*Given text*:
+-------+

Single cell MET

Motivation

DNA methylation, the covalent addition of a methyl group to cytosine, is known to have critical roles in gene regulation and modifying transcription factor binding affinity. Its role in gene silencing and genomic imprinting is also well studied1,2. Genomic methylation occurs primarily on the approximately 1 billion cytosines in the genome almost exclusively in the context of cytosine-guanine dinucleotides (mC, CG) for most cell types1. DNA methylation is correlated to gene expression3,4 and reflects cellular identity5. DNA methylation has also been linked to neurodevelopmental disorders in the human frontal cortex6. Notably, methylation also occurs at non-CG dinucleotides and is referred to as CH methylation (mCH, H = adenosine, thymine, or cytosine). This is occurs at high levels in embryonic stem cells and mature neurons, though at different trinucleotide patterns, namely CAG for stem cells and CAC for neurons1,7. In mature neurons the amount of mCH exceeds that of mCG during synaptogenesis, roughly four weeks after birth in mice or two years after birth in humans4,8,9. Remarkably, gene body mCH levels in neurons negatively, yet strongly, correlates with transcriptomic expression and are useful for cell type identification10. In bulk methylation profiling of cortical organoids, Luo et al. were able to capture the transition of dominant mCH from CAG to CAC during the transition from neuroepithelial cells to mature neurons, suggesting a point of methylome transition from stem-like to neuronal-like8. This provides both a model system and a key time-point for future analyses of mCH levels and their regulation11. Organoids were observed to have changes in methylome profiling from fetal cortex. These changes manifest as differential methylation across extracellular matrix genes (possibly due to the inclusion of matrigel in culture) and hypomethylation around pericentromeric regions (a previously reported phenomenon for induced pluripotent stem cells)11.

+-------+

*Given data*:
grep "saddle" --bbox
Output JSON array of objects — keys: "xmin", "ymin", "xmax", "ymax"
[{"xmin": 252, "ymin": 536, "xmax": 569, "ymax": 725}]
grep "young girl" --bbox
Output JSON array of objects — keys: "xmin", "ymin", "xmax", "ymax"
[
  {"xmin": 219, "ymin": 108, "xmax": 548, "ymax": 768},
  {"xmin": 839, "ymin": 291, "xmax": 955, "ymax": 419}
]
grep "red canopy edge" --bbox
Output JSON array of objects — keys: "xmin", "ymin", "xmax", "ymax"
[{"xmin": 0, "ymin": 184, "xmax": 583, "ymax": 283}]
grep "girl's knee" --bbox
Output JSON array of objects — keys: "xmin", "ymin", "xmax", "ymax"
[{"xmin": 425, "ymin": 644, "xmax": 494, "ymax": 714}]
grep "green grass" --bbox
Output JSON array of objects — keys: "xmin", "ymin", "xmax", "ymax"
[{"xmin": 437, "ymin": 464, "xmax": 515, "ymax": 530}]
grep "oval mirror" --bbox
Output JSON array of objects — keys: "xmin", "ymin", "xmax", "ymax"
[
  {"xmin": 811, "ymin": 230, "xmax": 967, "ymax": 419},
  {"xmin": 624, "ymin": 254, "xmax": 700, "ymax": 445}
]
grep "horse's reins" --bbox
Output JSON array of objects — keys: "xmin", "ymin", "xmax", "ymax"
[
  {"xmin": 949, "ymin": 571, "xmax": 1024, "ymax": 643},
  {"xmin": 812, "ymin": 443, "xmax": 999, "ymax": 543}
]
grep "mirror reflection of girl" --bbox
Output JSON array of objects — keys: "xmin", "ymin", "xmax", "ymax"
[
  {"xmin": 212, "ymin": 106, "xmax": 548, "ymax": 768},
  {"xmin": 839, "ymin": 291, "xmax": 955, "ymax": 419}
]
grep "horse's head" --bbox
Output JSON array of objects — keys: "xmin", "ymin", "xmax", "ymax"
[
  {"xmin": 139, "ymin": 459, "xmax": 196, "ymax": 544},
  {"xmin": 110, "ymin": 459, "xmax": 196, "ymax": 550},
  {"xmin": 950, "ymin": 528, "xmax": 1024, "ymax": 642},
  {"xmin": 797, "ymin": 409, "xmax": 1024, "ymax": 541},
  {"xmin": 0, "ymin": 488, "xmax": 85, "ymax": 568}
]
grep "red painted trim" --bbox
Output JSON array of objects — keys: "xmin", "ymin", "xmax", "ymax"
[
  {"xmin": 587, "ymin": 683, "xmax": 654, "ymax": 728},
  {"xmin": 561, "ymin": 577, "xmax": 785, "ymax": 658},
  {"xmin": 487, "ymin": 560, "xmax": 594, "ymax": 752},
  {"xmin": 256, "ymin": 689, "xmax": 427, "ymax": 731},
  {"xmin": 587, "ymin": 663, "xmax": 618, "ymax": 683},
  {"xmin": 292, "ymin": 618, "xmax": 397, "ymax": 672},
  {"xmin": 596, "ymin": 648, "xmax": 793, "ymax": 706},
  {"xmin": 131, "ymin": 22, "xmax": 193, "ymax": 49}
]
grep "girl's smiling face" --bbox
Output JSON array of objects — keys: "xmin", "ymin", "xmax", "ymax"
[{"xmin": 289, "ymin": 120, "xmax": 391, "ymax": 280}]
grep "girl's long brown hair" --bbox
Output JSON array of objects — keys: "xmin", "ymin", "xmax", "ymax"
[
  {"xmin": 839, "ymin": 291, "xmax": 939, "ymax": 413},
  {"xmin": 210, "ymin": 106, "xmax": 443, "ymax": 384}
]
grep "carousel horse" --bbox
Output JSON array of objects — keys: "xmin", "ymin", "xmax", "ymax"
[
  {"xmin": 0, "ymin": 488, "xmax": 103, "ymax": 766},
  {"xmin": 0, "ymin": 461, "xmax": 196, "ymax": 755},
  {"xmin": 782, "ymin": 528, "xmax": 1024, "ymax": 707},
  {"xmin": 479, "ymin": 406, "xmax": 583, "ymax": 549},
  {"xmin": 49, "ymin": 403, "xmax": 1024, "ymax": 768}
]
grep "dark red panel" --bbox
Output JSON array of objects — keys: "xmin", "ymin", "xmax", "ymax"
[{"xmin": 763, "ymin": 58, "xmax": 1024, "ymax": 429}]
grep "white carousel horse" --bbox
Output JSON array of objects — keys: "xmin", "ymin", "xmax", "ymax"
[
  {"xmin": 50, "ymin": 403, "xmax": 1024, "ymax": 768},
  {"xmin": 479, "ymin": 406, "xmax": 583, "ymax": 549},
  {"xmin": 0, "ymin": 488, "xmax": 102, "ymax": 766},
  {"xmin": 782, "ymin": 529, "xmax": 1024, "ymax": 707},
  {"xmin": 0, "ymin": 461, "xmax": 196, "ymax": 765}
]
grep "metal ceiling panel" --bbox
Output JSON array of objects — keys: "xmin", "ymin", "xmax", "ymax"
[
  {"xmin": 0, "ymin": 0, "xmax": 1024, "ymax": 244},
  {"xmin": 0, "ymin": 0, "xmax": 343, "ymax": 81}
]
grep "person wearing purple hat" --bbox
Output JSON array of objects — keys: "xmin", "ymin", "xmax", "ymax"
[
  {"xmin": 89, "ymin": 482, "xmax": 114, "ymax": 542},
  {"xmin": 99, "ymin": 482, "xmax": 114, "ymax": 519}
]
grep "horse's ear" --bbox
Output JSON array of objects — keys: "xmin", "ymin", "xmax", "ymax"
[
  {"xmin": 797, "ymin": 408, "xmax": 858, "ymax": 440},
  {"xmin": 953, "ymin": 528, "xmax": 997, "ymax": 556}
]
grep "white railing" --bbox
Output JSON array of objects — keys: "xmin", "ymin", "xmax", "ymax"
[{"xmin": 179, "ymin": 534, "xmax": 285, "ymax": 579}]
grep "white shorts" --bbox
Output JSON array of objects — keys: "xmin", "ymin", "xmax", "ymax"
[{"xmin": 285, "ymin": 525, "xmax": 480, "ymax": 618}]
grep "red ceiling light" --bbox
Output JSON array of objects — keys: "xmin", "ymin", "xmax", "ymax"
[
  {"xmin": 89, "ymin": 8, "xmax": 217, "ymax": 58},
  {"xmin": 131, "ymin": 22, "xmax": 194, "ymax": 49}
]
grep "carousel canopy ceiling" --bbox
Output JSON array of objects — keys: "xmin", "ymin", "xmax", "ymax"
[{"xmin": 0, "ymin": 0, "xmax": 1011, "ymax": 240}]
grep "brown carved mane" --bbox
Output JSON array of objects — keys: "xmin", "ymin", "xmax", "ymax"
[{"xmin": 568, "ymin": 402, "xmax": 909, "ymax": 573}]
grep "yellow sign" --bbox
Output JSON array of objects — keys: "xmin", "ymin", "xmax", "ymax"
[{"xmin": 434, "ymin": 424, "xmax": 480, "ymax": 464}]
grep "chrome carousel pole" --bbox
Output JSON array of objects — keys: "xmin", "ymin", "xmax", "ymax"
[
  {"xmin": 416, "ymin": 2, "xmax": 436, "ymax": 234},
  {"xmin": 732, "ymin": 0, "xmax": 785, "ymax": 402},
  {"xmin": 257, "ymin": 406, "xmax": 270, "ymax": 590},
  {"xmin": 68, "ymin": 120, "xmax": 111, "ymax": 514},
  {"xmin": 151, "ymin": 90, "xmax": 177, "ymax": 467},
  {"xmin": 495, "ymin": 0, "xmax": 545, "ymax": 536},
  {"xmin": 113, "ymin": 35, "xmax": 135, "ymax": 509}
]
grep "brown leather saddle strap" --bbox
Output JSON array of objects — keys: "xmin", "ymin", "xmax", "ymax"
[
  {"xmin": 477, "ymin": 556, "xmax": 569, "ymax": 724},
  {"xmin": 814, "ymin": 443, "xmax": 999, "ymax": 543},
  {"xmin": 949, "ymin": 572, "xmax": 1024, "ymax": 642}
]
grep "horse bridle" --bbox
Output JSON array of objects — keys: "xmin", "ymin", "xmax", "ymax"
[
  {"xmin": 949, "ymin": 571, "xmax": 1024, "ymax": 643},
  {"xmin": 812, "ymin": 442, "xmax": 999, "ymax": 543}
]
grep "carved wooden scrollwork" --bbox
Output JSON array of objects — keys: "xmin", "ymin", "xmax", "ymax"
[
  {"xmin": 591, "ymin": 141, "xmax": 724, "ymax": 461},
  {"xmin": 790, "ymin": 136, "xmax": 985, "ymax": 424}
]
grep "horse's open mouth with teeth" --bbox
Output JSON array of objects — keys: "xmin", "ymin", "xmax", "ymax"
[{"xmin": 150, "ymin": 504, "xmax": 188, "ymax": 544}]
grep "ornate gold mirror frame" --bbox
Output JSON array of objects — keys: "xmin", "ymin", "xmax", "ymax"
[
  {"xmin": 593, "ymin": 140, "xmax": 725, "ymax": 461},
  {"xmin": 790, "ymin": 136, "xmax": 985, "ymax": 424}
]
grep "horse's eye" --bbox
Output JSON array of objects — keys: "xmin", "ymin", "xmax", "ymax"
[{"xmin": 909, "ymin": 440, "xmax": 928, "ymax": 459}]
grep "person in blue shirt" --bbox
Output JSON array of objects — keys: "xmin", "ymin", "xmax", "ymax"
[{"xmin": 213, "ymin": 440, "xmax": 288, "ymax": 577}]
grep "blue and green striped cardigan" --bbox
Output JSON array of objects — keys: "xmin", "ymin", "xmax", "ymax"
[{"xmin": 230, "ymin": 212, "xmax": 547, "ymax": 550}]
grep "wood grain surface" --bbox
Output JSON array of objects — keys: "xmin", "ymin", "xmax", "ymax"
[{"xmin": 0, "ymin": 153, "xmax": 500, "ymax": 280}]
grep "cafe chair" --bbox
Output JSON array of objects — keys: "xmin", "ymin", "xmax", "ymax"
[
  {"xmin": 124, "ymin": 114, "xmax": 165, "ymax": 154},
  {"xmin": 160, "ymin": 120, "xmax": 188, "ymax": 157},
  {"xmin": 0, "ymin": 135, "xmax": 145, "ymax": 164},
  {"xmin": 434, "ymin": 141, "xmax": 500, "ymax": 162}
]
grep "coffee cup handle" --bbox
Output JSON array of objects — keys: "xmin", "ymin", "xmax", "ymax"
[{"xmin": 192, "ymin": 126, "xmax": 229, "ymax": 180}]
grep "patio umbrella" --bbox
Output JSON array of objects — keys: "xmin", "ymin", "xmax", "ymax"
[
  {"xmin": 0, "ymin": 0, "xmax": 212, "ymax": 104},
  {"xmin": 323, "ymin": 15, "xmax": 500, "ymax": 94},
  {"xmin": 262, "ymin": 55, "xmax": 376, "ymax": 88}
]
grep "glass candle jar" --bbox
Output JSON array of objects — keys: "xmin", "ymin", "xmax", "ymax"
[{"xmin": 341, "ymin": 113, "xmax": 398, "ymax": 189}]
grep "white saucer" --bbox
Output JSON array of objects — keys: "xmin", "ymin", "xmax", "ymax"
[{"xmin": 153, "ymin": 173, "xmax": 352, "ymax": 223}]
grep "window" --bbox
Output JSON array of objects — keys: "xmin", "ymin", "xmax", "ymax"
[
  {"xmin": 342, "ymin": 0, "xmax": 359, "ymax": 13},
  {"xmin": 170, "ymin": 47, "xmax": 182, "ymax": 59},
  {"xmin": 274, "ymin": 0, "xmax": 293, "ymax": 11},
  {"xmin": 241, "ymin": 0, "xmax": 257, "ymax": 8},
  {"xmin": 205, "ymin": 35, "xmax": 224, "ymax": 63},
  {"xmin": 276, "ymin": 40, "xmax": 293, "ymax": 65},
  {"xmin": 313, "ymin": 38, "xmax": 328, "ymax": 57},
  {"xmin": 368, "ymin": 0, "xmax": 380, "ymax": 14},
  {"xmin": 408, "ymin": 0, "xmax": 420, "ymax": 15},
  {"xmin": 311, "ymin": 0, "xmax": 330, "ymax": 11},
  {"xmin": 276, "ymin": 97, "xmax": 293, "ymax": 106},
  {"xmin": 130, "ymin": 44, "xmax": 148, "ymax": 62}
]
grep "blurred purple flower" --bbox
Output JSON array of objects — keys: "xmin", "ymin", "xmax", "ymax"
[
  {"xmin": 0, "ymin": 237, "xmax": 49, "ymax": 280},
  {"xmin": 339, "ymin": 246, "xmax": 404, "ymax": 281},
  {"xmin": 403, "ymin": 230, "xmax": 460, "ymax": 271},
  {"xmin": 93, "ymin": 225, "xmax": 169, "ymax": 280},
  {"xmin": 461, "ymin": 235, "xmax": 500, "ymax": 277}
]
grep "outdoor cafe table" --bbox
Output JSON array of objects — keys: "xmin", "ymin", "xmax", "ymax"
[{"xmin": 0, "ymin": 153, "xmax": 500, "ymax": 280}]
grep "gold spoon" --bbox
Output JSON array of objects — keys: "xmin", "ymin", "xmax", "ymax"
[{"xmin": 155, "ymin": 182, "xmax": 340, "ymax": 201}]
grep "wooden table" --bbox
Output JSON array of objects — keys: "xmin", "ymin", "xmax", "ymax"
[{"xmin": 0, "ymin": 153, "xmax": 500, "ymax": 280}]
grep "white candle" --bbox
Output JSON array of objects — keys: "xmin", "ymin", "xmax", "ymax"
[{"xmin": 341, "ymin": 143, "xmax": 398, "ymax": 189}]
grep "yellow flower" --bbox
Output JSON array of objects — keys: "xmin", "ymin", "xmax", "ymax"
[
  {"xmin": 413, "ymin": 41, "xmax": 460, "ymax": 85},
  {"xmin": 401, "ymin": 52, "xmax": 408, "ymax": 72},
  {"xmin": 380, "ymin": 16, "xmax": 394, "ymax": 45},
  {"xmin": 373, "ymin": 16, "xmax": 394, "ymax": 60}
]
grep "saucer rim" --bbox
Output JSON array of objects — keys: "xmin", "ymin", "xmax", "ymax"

+-------+

*Directions*:
a – In the DNA methylation text, at which trinucleotide pattern does CH methylation occur in mature neurons?
b – Continue the text on single cell DNA methylation from its last sentence.

*Answers*:
a – CAC

b –
In the native methylation, reduction of mC is catalyzed by the Tet family of mC hydroxylase proteins, converting the methyl- moiety to hydroxymethyl-, formyl-, and carboxyl- progressively. Hydroxymethylation (5hmC) occurs almost exclusively in the CG context and accumulates in mature neurons. In neurons, 5hmC is known to be enriched near constitutively expressed promoter regions4. To this day the role of 5hmC is understudied, likely due to the inability to distinguish mC and 5hmC by the most commonly used assay for methylation, bisulfite conversion. Two reports through alternative assays demonstrate a ratio of 5hmC to mC of 30-50% in mature excitatory neurons4,12. Alternatively, new enzymatic methods have been described in which APOBEC3A, a natively expressed deaminase induces direct cytosine deamination in an in vitro reaction13. To date, this method has not been published as a single-cell protocol, however, it does have a promising adaptation for assaying the understudied moiety 5hmC12.

Method

Methylation profiling genome-wide is achieved by the selective mutation of non-methylated cytosines. Sodium bisulfite is applied to genomic DNA which effectively deaminates non-methylated cytosine to uracil, through a three-step reaction. Importantly, uracil complements with adenine, which means subsequent library amplification will report non-methylated cytosines as thymine. Through this point mutation in the reference genome, namely thymine where cytosines were expected, methylation profiles can be inferred (bisulfite-sequencing, BS-seq)14. The first reported protocol for single-cell methylation was scRRBS (reduced representation bisulfite sequencing, Figure 12a). This method uses a methylation-insensitive restriction enzyme (MspI) to digest genomic DNA prior to bisulfite conversion. MspI is used to enrich for CG-rich regions across the genome, via its cut site (5’C|CGG). The resulting sticky ends enriched at CG-rich genome regions are then adapter ligated, DNA is bisulfite converted, and sequencing libraries are prepared15.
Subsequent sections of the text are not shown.